- [EXTRACT TO READ]:
┌────────
If you make anti-hydrogen you are able to store it in normal gas storage cyclinders.
No, you are not able to store anti-hydrogen in a (normal matter) gas storage cylinder. Kaboom, unless you have some way to prevent it from coming in contact with the cylinder walls (and electromagnetic fields won't work well on neutral atoms).
Same goes for any anti-atom. anti-matter only annihilate's when if touch's its couterpart. Simply(in theory) keep them apart.
Are you under the impression that an anti-hydrogen atom will annihilate with an atom of normal hydrogen, but not (e.g.) a normal iron atom? If so this is wrong; the annihilation takes place at the level of individual electrons and protons.
The clue here is efficency. Here on earth energy exists in massive amounts compared to in space, the problem is bringing it up there.
Lets say anti-matter has a 1:10 efficency (with engines and all, just as an example). Say you want to send 1 ton of payload into space. This takes 100kg of fuel. But in order to make room for those 100kg, and fuel to put that up there, you need another 10kg. And to put those up there you need even more room and fuel, say 1kg and so on, a total of 1111,11... kg. Only 1/9th of the payload.
Now take a conventional rocket at 9:10 efficency, still 1 ton payload. But now you need 900kg fuel to get it up there. And to make room and bring fuel for those 900kg fuel you need another 810kg. To make room and bring fuel for those 810kg you need 729kg more and so on. In total, you need to send up a rocket weighing in at 10 tons, 90% of which is fuel, fuel tanks, engines and other costly but not value-adding components. All together it's 9 times the payload.
So a 9:1 improvement in efficency is a 81:1 improvement in size of the non-valueadding parts. Parts of it will be fuel, part fuel tanks, part engines, none of which are cheap and that all take a lot of energy to produce and use.
Kjella
Live today, because you never know what tomorrow brings
Star Fleet entrance exams may say this is a "trick question," but you really don't want to use a 1:1 matter/antimatter mixture.
The core issue is that energy, per se, is irrelevant in spacecraft propulsion. What matters is momentum transfer.
Kinetic energy scales as mv^2/2. Momentum scales as mv. So the "ideal" system would make a lot of mass move slowly... but that would require you carry around a lot of mass so you can throw it overboard.
Matter/antimatter is on the other extreme. Lots of energy, very little momentum transfer. If it were a sports car, the driver would be spinning his wheels and burning rubber, but barely moving because the tires aren't gripping the road.
I vaguely recall ideal matter/antimatter ratios being something like 10:1 to 20:1. If you assume the amount of junk thrown out goes up by a factor of 16 or so, the velocity will drop by a factor of 4. However the momentum transfer will be bumped by a factor of 4. You have to carry more reaction mass, but if you're talking about a less than an ounce of antimatter, a 16:1 ratio means a whopping pound of reaction mass.
└────────
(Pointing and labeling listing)
┌────────
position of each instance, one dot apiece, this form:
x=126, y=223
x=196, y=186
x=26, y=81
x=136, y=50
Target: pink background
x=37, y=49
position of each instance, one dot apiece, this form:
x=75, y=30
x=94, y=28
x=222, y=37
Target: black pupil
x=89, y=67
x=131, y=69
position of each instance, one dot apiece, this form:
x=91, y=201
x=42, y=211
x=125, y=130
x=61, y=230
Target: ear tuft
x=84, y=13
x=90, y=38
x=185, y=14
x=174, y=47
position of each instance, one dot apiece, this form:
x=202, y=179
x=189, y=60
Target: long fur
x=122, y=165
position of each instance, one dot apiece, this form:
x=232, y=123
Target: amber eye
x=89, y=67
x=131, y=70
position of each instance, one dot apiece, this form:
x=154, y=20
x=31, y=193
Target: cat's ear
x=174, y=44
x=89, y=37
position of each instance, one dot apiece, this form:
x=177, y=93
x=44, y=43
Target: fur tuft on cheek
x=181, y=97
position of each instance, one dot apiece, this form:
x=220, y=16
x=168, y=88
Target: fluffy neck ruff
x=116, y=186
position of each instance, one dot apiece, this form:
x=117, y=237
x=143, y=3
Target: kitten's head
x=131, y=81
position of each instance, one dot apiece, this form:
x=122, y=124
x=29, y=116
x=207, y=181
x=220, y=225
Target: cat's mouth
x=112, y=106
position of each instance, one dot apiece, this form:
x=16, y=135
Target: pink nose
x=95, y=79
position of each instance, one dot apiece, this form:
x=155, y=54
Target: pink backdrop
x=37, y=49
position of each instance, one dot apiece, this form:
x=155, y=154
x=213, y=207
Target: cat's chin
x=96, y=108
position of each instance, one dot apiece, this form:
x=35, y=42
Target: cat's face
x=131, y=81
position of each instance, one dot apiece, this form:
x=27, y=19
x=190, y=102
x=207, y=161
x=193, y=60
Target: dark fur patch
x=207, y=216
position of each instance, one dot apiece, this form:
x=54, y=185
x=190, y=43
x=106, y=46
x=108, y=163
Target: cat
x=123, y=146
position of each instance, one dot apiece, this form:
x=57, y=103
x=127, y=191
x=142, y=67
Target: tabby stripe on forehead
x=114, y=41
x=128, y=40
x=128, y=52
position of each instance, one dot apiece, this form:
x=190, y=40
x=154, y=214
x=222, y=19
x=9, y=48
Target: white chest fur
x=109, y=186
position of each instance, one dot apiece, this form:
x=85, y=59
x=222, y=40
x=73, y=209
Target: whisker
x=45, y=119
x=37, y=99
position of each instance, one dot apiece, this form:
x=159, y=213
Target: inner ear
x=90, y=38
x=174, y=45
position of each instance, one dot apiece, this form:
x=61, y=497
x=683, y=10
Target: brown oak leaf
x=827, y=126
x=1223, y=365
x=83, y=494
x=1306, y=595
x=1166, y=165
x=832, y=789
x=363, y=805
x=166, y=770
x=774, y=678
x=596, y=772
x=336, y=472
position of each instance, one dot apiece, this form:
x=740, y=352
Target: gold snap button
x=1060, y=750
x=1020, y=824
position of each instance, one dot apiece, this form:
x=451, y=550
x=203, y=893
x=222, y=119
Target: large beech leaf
└────────
- [SET TASKS]:
• a. In the antimatter propulsion thread, at what level does annihilation take place?
• b. Write a continuation of the antimatter propulsion thread that picks up after its final sentence.

- [THE REPLIES]:
• a. At the level of individual electrons and protons.

• b.
A more advanced version of this gives you variable thrust engines. If you're in a deep gravity well, you toss in more mass so you burn more consumables but have better momentum transfer where it's critical. When you're in deep space, you use less reaction mass for the same amount of fuel.
For every complex problem there is an answer that is clear, simple, and wrong. -- H L Mencken
Wouldn't it be possible to make it go around the main loop several thousand times before going out? I'd imagine a beam of antiprotons would be needed to do anything useful. It's gunna take a heck of a lot of power though.
Surprisingly enough, no, this is not a problem.
Let's make a few assumptions:
The distance to Mars would be 55*10^6 km = 55*10^9 m.
We use a 1 g accelleration all the way. That's the same as on earth. We turn the ship when we're halfway there and start braking with 1 g, so we can actually stop and do some sightseeing on Mars.
Now, assuming we start with a velocity of zero, the equation relating distance and accelleration is:
s(t) = 0.5*a*(t^2),
Where s = the distance in meters, t is time in seconds, and a is accelleration in m/s^2.
One g is approximately 10 m/s^2. s(t) is our halfway distance, or ~ 27.5*10^9 m. Substituting all that results in:
t^2 = 55*10^8, so t ~ 74000 seconds ~ 20.5 hours. That's for the trip halfway, so the total travel time would be around 41 hours = less than 2 days!
The top speed would be an impressive 740 km/s, which is high, but not nearly high enough to get in trouble with Einstein's relativity laws.
So, a few weeks doesn't seem that unreasonable. It's more the anti-matter thing that seems to be the problem.
Btw., let me know if I miscalculated anything....
MSN 8: Now Microsoft even has bugs in their ad campaigns.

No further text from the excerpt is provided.